• **TASKS FOR THIS EXERCISE**:
**1.** Reproduce the accounting note on commitments, contingencies, and recent accounting pronouncements word for word.
**2.** From the listing, copy out every line that contains the word "hood".

Commitments and Contingencies
The Company follows ASC 450-20,
Loss Contingencies
, to report accounting for contingencies. Liabilities for loss contingencies arising from claims, assessments, litigation, fines and penalties and other sources are recorded when it is probable that a liability has been incurred and the amount of the assessment can be reasonably estimated. There were no commitments or contingencies as of December 31, 2016, and June 30, 2016. See Note 7 Earnest Money Deposit/Deferred Revenue.
Recent Accounting Pronouncements
In May 2014, the FASB issued new guidance related to revenue recognition. In March, April and May 2016, the FASB issued additional amendments to the new revenue guidance relating to reporting revenue on a gross versus net basis, identifying performance obligations, licensing arrangements, collectability, noncash consideration, presentation of sales tax, and transition. This new standard will replace all current GAAP guidance on this topic and eliminate all industry specific guidance. The new revenue recognition update guidance provides a unified model to determine how revenue is recognized. The core principle of the guidance is that an entity should recognize revenue to depict the transfer of promised goods or services to customers in an amount that reflects the consideration to which the entity expects to be entitled in exchange for those goods or services. The FASB has issued several updates to the standard which i) clarify the application of the principal versus agent guidance (ASU 2016-08); ii) clarify the guidance on inconsequential and perfunctory promises and licensing (ASU 2016-10) and iii) narrow-scope improvements and practical expedients (ASU 2016-12). On July 9, 2015, the FASB voted to defer the effective date by one year to December 15, 2017 for interim and annual reporting periods beginning after that date and permitted early adoption of the standard, but not before the original effective date of December 15, 2016. Entities have the option of using either a full retrospective or a modified retrospective approach to adopt the new standard. Therefore, the new standard will be effective commencing with our quarter ending March 31, 2018. The Company is currently assessing the potential impact of this new standard on its consolidated financial statements and has not selected the transition method.

• **RECORDS SUPPLIED**:
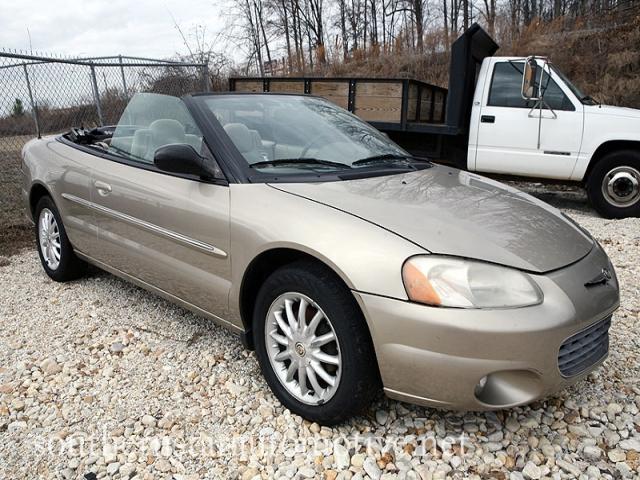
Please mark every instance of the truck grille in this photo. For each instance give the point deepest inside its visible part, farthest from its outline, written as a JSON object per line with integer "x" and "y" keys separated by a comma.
{"x": 585, "y": 348}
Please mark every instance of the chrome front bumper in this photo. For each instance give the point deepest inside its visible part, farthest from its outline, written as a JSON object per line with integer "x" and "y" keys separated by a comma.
{"x": 488, "y": 359}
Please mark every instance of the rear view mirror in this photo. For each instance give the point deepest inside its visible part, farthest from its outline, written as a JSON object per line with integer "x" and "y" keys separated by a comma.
{"x": 181, "y": 158}
{"x": 530, "y": 89}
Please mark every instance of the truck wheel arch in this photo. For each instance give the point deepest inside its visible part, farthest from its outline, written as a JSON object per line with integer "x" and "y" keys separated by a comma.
{"x": 606, "y": 148}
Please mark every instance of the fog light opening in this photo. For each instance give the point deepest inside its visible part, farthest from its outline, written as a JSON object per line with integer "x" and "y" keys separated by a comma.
{"x": 480, "y": 386}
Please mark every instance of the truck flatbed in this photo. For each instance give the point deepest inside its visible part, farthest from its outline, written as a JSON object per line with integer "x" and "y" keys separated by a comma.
{"x": 390, "y": 104}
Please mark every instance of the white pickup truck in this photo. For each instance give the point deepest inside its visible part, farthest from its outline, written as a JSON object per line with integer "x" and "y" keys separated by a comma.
{"x": 554, "y": 131}
{"x": 500, "y": 115}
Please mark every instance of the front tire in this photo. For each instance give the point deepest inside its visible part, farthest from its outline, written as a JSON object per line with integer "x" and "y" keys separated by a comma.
{"x": 55, "y": 251}
{"x": 313, "y": 344}
{"x": 613, "y": 186}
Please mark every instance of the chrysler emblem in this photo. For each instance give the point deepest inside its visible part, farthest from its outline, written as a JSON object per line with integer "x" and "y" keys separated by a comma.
{"x": 603, "y": 277}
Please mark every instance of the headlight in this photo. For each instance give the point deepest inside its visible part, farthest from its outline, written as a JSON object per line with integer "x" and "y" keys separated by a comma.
{"x": 452, "y": 282}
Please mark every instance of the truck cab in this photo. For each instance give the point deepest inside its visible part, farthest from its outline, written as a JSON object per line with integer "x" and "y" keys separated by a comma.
{"x": 565, "y": 135}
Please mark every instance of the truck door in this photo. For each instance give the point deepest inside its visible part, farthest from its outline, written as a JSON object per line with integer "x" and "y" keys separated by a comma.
{"x": 507, "y": 127}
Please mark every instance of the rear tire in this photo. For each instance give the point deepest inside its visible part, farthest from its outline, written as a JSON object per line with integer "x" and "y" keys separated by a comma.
{"x": 352, "y": 366}
{"x": 55, "y": 251}
{"x": 613, "y": 185}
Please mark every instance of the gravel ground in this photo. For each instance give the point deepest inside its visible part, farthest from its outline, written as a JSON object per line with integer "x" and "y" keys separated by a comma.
{"x": 100, "y": 376}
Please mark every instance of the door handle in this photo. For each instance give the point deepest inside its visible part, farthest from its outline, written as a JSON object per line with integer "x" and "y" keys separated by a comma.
{"x": 103, "y": 188}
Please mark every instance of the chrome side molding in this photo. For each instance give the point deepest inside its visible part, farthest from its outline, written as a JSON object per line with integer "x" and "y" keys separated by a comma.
{"x": 192, "y": 242}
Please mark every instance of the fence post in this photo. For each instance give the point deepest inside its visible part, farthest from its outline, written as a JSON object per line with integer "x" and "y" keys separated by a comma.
{"x": 124, "y": 80}
{"x": 34, "y": 108}
{"x": 205, "y": 77}
{"x": 96, "y": 95}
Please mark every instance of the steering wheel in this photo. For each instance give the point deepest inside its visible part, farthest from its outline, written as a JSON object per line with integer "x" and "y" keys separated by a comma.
{"x": 312, "y": 142}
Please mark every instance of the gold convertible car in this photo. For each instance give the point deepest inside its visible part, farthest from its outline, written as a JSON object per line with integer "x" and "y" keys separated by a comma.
{"x": 348, "y": 264}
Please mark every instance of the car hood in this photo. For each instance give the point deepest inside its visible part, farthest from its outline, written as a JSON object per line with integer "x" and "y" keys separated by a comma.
{"x": 452, "y": 212}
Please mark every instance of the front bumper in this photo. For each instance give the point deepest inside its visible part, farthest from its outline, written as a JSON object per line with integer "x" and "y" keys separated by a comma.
{"x": 441, "y": 356}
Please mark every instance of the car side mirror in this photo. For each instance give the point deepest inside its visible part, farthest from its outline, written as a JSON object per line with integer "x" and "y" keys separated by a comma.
{"x": 530, "y": 91}
{"x": 182, "y": 158}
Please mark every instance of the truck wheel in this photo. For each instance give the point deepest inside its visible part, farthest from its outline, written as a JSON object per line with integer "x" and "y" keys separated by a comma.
{"x": 54, "y": 248}
{"x": 313, "y": 344}
{"x": 613, "y": 186}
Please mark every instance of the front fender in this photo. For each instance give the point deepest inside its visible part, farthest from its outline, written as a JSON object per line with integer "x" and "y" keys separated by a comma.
{"x": 367, "y": 258}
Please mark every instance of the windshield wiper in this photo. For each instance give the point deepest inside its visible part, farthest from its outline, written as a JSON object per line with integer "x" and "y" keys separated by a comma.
{"x": 386, "y": 157}
{"x": 298, "y": 161}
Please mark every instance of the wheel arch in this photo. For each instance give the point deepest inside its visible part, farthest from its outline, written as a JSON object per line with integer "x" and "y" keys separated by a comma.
{"x": 37, "y": 191}
{"x": 263, "y": 265}
{"x": 608, "y": 147}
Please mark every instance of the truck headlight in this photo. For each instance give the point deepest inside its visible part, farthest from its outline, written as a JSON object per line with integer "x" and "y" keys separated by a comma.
{"x": 453, "y": 282}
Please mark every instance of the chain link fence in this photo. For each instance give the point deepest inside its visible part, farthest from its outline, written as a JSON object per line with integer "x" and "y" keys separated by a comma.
{"x": 41, "y": 95}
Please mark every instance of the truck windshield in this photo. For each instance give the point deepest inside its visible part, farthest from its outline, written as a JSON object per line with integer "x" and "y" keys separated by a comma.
{"x": 586, "y": 99}
{"x": 291, "y": 134}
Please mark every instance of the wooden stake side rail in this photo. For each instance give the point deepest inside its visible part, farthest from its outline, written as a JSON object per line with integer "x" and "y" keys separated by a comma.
{"x": 388, "y": 104}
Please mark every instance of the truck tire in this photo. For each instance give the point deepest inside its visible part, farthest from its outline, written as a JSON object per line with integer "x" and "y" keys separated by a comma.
{"x": 613, "y": 186}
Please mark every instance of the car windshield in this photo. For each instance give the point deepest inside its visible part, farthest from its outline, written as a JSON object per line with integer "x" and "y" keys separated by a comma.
{"x": 291, "y": 134}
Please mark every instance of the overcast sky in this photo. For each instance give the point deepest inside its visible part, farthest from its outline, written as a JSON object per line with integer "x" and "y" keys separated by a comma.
{"x": 106, "y": 27}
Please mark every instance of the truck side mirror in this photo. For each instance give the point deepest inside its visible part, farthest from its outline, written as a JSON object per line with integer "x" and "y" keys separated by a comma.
{"x": 530, "y": 91}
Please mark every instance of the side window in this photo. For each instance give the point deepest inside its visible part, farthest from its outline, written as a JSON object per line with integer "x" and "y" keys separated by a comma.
{"x": 506, "y": 87}
{"x": 151, "y": 121}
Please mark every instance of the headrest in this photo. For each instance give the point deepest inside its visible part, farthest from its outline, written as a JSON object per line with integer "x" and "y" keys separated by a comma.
{"x": 240, "y": 136}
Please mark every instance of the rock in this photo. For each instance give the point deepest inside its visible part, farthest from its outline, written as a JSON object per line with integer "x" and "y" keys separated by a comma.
{"x": 512, "y": 424}
{"x": 532, "y": 471}
{"x": 382, "y": 416}
{"x": 616, "y": 455}
{"x": 424, "y": 472}
{"x": 579, "y": 430}
{"x": 148, "y": 421}
{"x": 568, "y": 467}
{"x": 109, "y": 453}
{"x": 592, "y": 453}
{"x": 249, "y": 473}
{"x": 17, "y": 405}
{"x": 624, "y": 470}
{"x": 50, "y": 367}
{"x": 162, "y": 465}
{"x": 341, "y": 457}
{"x": 330, "y": 474}
{"x": 371, "y": 468}
{"x": 630, "y": 444}
{"x": 358, "y": 460}
{"x": 306, "y": 472}
{"x": 127, "y": 470}
{"x": 593, "y": 472}
{"x": 113, "y": 468}
{"x": 613, "y": 409}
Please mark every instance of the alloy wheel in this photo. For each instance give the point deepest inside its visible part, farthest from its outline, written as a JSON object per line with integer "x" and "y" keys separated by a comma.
{"x": 303, "y": 348}
{"x": 621, "y": 186}
{"x": 49, "y": 238}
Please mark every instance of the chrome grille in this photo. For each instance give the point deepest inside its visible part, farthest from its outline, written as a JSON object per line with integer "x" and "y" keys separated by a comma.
{"x": 580, "y": 351}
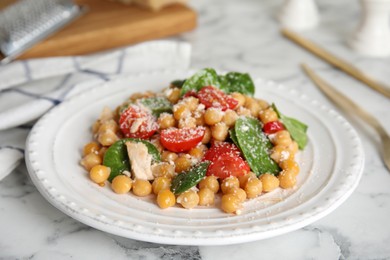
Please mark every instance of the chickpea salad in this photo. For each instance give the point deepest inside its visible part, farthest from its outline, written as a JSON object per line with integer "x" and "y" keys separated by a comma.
{"x": 204, "y": 141}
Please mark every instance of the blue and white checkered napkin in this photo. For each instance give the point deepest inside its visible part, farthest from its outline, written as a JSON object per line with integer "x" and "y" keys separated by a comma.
{"x": 30, "y": 88}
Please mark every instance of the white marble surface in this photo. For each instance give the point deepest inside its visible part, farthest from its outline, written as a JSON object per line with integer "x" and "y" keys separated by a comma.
{"x": 244, "y": 36}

• **RESPONSES TO THE EXERCISE**:
**1.**
Commitments and Contingencies
The Company follows ASC 450-20,
Loss Contingencies
, to report accounting for contingencies. Liabilities for loss contingencies arising from claims, assessments, litigation, fines and penalties and other sources are recorded when it is probable that a liability has been incurred and the amount of the assessment can be reasonably estimated. There were no commitments or contingencies as of December 31, 2016, and June 30, 2016. See Note 7 Earnest Money Deposit/Deferred Revenue.
Recent Accounting Pronouncements
In May 2014, the FASB issued new guidance related to revenue recognition. In March, April and May 2016, the FASB issued additional amendments to the new revenue guidance relating to reporting revenue on a gross versus net basis, identifying performance obligations, licensing arrangements, collectability, noncash consideration, presentation of sales tax, and transition. This new standard will replace all current GAAP guidance on this topic and eliminate all industry specific guidance. The new revenue recognition update guidance provides a unified model to determine how revenue is recognized. The core principle of the guidance is that an entity should recognize revenue to depict the transfer of promised goods or services to customers in an amount that reflects the consideration to which the entity expects to be entitled in exchange for those goods or services. The FASB has issued several updates to the standard which i) clarify the application of the principal versus agent guidance (ASU 2016-08); ii) clarify the guidance on inconsequential and perfunctory promises and licensing (ASU 2016-10) and iii) narrow-scope improvements and practical expedients (ASU 2016-12). On July 9, 2015, the FASB voted to defer the effective date by one year to December 15, 2017 for interim and annual reporting periods beginning after that date and permitted early adoption of the standard, but not before the original effective date of December 15, 2016. Entities have the option of using either a full retrospective or a modified retrospective approach to adopt the new standard. Therefore, the new standard will be effective commencing with our quarter ending March 31, 2018. The Company is currently assessing the potential impact of this new standard on its consolidated financial statements and has not selected the transition method.

**2.**
Please mark every instance of the car hood in this photo. For each instance give the point deepest inside its visible part, farthest from its outline, written as a JSON object per line with integer "x" and "y" keys separated by a comma.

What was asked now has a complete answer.